◆ Set problem: State how many lines in the data contain the word "green". Give only the number.

(Entries for labeling bounding boxes)
..............................
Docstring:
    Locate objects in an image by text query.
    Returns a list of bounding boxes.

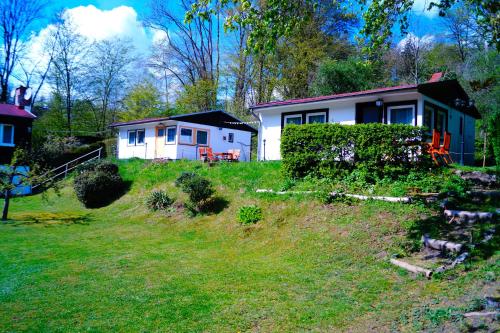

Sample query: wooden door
[155,126,166,158]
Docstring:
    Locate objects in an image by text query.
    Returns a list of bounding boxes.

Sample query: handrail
[31,147,102,189]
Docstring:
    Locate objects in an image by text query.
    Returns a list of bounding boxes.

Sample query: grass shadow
[4,212,91,227]
[85,180,133,209]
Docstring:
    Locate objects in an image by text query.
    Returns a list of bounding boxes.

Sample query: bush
[175,172,215,212]
[238,205,262,224]
[74,171,124,208]
[281,124,430,181]
[146,191,174,211]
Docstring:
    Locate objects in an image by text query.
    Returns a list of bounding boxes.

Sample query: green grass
[0,160,499,332]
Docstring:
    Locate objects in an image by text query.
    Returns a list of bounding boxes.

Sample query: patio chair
[438,132,453,164]
[427,130,441,165]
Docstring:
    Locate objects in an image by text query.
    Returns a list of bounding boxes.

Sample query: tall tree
[83,39,133,132]
[52,13,89,136]
[0,0,46,103]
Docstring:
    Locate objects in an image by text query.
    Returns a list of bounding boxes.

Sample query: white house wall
[118,121,251,161]
[254,91,422,160]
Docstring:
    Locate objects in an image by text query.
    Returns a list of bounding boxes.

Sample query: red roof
[0,104,36,119]
[250,84,418,109]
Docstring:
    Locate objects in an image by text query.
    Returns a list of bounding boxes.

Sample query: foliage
[146,190,174,211]
[119,81,168,121]
[358,0,500,56]
[176,80,217,113]
[175,173,215,212]
[281,124,429,181]
[312,58,376,95]
[238,205,262,224]
[73,162,125,208]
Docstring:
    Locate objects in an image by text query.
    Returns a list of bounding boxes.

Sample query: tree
[313,58,375,95]
[119,82,168,121]
[51,13,89,136]
[176,80,217,113]
[0,148,54,221]
[85,39,133,132]
[358,0,500,56]
[0,0,46,103]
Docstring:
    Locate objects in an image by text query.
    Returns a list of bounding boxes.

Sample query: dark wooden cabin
[0,87,36,164]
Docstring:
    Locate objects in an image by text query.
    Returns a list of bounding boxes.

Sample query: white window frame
[127,128,146,147]
[283,114,302,126]
[196,128,210,147]
[0,124,16,147]
[387,104,415,126]
[165,126,177,145]
[179,126,195,145]
[306,111,328,124]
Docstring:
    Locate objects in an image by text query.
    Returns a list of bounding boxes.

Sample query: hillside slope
[0,160,499,332]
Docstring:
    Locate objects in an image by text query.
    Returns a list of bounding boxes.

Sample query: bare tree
[0,0,46,103]
[395,34,432,83]
[82,39,134,131]
[443,5,482,62]
[146,0,220,86]
[52,14,90,136]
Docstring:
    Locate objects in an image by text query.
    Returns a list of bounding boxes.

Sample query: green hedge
[281,124,430,179]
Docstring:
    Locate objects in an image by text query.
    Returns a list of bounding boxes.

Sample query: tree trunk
[2,190,10,221]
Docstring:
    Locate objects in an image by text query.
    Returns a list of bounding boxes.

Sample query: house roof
[0,103,36,119]
[250,78,481,119]
[109,110,257,133]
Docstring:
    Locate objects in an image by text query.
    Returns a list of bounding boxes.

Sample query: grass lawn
[0,160,500,332]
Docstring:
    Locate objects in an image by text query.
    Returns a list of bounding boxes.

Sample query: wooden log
[444,209,493,221]
[422,235,463,252]
[464,311,500,318]
[391,258,432,279]
[330,192,411,203]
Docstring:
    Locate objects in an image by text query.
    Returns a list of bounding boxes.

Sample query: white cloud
[412,0,439,18]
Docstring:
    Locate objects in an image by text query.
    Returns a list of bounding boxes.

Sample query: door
[155,126,166,158]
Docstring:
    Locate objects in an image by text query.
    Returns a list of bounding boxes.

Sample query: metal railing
[31,147,102,189]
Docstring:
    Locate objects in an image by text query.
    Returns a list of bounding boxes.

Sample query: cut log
[391,258,432,279]
[464,311,500,318]
[330,192,411,203]
[444,209,493,221]
[422,235,463,252]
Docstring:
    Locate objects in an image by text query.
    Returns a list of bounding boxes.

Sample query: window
[196,130,208,146]
[388,105,415,125]
[128,131,137,146]
[0,124,14,146]
[307,112,326,124]
[179,128,193,145]
[423,104,434,131]
[167,126,177,143]
[285,114,302,126]
[137,130,146,145]
[128,129,146,146]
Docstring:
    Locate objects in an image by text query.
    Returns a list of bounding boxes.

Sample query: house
[110,110,257,161]
[0,86,36,195]
[250,73,480,164]
[0,87,36,164]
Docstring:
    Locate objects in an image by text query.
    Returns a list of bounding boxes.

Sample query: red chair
[427,130,441,165]
[438,132,453,164]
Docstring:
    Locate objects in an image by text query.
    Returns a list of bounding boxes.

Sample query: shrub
[281,124,430,181]
[146,191,174,211]
[175,172,215,212]
[238,205,262,224]
[74,171,124,208]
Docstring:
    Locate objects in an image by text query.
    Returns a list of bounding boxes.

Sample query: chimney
[427,72,443,82]
[14,86,31,109]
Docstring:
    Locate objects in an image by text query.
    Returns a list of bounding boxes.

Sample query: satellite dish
[24,88,33,101]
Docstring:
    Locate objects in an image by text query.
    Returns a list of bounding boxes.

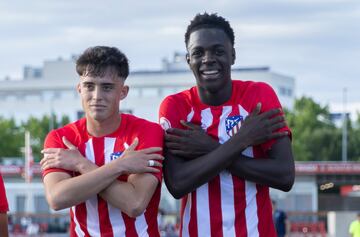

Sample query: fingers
[126,137,139,151]
[251,102,261,116]
[62,136,77,150]
[260,108,282,118]
[166,128,189,137]
[180,120,202,130]
[138,147,162,154]
[270,122,286,132]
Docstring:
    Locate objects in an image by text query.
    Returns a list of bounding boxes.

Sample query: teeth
[203,70,218,75]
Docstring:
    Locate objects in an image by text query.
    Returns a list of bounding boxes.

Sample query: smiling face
[187,28,235,101]
[78,66,129,123]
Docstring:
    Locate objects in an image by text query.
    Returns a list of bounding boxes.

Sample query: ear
[231,48,236,65]
[76,83,81,94]
[185,53,190,64]
[120,85,129,100]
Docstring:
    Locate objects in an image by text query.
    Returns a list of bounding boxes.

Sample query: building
[0,53,295,221]
[0,53,295,124]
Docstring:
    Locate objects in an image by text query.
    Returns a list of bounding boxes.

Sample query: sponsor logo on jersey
[110,151,123,160]
[159,117,171,131]
[225,115,244,137]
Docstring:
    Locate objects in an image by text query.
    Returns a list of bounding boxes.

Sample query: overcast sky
[0,0,360,110]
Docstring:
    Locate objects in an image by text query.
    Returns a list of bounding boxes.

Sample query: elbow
[165,177,187,199]
[46,194,68,211]
[47,195,66,211]
[279,172,295,192]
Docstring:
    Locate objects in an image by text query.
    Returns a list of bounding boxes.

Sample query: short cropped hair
[76,46,129,80]
[185,12,235,46]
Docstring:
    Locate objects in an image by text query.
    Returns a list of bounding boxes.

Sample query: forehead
[188,28,231,49]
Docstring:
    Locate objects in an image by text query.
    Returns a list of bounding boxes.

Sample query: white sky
[0,0,360,110]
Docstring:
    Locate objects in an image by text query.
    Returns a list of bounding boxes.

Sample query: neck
[197,81,232,106]
[86,115,121,137]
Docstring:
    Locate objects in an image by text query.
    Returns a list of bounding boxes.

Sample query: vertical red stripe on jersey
[144,184,161,237]
[121,212,138,237]
[190,191,201,237]
[75,203,90,237]
[232,176,247,237]
[93,137,113,236]
[208,175,223,237]
[180,194,189,236]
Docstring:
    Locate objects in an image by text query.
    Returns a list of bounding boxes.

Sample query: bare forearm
[164,139,246,198]
[228,137,295,191]
[45,165,119,210]
[79,159,153,217]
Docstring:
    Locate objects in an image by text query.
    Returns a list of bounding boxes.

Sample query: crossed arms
[41,137,164,217]
[163,104,295,198]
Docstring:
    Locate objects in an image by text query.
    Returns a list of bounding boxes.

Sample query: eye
[215,48,225,56]
[102,85,114,92]
[191,50,202,57]
[83,83,95,91]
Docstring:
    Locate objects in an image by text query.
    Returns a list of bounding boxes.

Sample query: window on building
[34,195,50,213]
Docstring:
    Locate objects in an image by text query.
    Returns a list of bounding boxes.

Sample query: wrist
[76,158,97,174]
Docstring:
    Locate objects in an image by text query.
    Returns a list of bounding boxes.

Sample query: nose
[92,85,102,100]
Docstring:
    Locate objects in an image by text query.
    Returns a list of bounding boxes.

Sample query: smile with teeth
[202,70,219,75]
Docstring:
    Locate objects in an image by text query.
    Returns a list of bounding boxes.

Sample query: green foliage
[0,115,69,162]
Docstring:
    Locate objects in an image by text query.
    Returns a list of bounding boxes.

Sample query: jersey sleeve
[42,130,73,177]
[0,175,9,213]
[159,96,182,131]
[137,123,164,183]
[257,82,291,152]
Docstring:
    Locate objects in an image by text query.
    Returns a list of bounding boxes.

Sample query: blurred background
[0,0,360,237]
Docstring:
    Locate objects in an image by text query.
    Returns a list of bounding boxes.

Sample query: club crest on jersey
[225,115,244,137]
[110,151,123,160]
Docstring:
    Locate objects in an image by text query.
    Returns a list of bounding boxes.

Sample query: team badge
[110,151,123,160]
[225,115,244,137]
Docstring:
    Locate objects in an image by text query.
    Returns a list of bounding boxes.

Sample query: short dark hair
[185,12,235,46]
[76,46,129,80]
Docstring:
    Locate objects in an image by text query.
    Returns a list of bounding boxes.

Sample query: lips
[200,69,220,80]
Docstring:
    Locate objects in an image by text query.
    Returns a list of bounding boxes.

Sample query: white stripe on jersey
[186,108,194,122]
[218,106,235,236]
[135,213,149,237]
[218,106,232,144]
[219,171,235,236]
[71,206,85,237]
[239,105,259,237]
[196,183,211,236]
[85,139,100,236]
[201,108,214,131]
[104,137,125,237]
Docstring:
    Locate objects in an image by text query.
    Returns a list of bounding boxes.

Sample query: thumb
[62,136,77,150]
[126,137,139,151]
[251,102,261,116]
[180,120,202,130]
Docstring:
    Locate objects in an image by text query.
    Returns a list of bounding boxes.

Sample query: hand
[40,137,87,172]
[115,138,164,174]
[165,120,220,159]
[234,103,288,147]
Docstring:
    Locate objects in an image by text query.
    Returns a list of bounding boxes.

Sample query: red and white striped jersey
[0,174,9,213]
[159,81,289,237]
[43,114,164,237]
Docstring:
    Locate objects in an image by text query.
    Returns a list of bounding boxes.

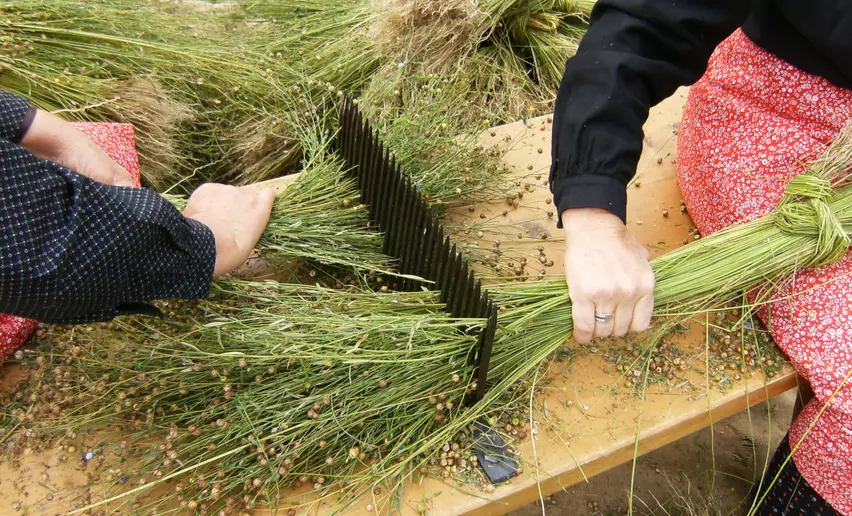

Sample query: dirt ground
[511,391,795,516]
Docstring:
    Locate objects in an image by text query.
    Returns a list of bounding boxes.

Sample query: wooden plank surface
[0,89,796,515]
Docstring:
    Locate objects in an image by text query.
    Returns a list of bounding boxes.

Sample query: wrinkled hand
[562,208,654,344]
[183,183,275,278]
[21,111,136,187]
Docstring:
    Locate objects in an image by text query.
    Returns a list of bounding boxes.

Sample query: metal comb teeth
[337,98,497,400]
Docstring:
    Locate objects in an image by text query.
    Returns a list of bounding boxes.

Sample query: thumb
[111,164,137,188]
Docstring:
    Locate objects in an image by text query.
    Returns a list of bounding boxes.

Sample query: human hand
[21,110,136,187]
[562,208,654,344]
[183,183,275,278]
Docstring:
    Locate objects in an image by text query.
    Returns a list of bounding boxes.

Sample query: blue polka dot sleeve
[0,91,36,143]
[0,137,216,324]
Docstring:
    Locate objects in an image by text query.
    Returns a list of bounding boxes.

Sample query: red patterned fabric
[0,122,140,364]
[678,31,852,515]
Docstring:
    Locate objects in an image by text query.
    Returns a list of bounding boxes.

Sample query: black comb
[337,98,497,401]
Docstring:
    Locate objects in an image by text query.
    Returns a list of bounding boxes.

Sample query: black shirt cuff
[553,174,627,228]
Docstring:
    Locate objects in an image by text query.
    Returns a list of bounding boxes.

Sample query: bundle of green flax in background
[0,0,315,189]
[5,118,852,509]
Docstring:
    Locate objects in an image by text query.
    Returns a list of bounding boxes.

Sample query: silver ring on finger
[595,312,615,324]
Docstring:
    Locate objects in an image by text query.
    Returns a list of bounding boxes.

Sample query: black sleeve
[0,90,36,143]
[0,140,216,324]
[550,0,754,227]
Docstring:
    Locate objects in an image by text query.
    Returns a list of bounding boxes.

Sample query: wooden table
[0,89,797,515]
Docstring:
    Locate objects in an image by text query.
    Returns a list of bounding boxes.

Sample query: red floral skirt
[0,122,139,364]
[678,31,852,515]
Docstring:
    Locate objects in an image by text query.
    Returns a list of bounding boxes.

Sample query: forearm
[0,142,216,324]
[0,91,36,143]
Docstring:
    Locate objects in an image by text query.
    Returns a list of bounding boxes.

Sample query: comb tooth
[417,201,432,279]
[358,136,374,209]
[474,302,497,401]
[353,119,370,185]
[403,177,419,290]
[459,270,476,319]
[437,237,451,292]
[377,154,399,259]
[364,143,388,220]
[370,147,389,230]
[383,160,400,259]
[405,178,421,290]
[467,280,487,317]
[337,98,349,163]
[388,163,406,264]
[343,99,357,164]
[406,194,423,290]
[441,243,456,304]
[453,253,467,317]
[368,129,382,218]
[426,220,444,289]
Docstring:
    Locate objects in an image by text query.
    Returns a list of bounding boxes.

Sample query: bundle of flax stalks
[6,128,852,513]
[482,125,852,402]
[0,0,317,190]
[11,282,524,514]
..............................
◆ The solution: 4